Assignment: Beginning with the line that contains "of the middle" in the material below, print each line exactly until the line that contains "the white shelf" has been printed, then stop.

Input data:
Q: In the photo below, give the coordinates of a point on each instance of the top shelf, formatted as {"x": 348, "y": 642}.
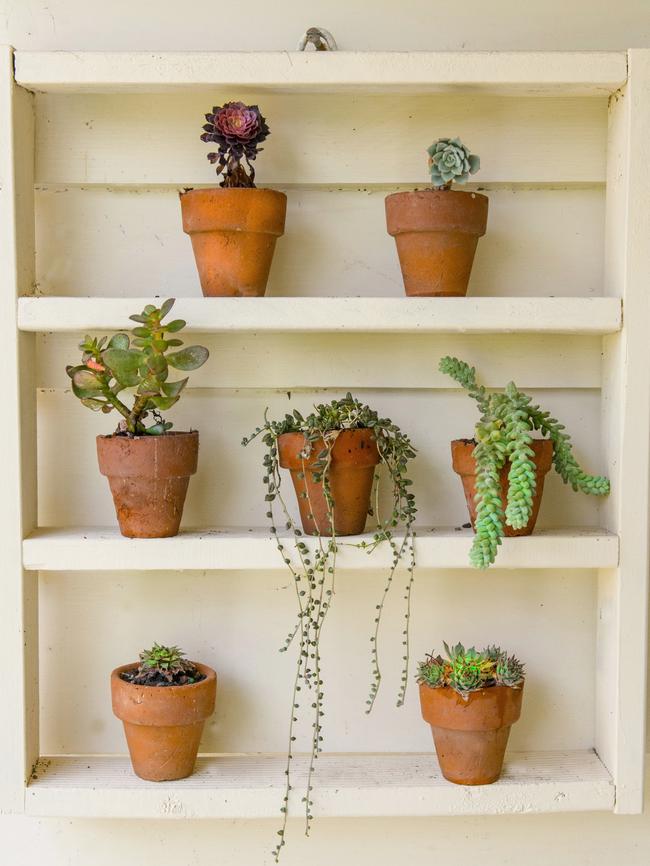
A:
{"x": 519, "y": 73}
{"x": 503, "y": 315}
...
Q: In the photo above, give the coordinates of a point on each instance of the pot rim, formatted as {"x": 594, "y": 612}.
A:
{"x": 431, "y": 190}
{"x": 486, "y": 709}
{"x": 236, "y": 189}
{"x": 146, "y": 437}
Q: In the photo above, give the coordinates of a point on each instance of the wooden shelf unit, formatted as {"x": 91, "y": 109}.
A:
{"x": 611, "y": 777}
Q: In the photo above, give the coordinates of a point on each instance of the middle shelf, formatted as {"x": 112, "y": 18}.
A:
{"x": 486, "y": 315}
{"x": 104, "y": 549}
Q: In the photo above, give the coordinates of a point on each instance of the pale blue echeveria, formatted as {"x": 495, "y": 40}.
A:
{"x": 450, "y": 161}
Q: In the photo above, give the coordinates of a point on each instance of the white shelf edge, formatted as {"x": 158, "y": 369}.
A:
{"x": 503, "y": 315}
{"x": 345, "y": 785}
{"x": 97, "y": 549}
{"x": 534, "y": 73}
* * *
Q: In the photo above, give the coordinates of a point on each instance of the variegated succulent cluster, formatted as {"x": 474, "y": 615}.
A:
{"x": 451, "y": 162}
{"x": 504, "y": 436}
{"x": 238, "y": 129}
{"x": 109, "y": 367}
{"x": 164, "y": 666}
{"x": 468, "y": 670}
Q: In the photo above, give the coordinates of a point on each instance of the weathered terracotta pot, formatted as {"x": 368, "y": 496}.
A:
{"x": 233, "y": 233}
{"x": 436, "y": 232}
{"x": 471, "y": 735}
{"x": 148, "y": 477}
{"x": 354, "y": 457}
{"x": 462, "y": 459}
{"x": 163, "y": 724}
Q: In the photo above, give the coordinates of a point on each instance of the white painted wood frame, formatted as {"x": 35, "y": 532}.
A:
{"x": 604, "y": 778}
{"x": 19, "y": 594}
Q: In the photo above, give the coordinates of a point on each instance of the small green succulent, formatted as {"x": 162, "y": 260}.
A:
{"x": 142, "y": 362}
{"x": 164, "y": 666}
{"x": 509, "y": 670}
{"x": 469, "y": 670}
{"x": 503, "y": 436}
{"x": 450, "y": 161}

Answer section:
Q: In the photo above, give the coordinates of a point on each instance of the middle shelf, formatted as {"x": 112, "y": 18}.
A:
{"x": 486, "y": 315}
{"x": 104, "y": 549}
Q: In the photo above, give the coordinates of a point on each instance of the pale blue echeveria, formatted as {"x": 495, "y": 40}.
A:
{"x": 450, "y": 161}
Q: In the photo above, give the coordinates of a point on each instance of the white shelf edge, formatted as {"x": 158, "y": 369}.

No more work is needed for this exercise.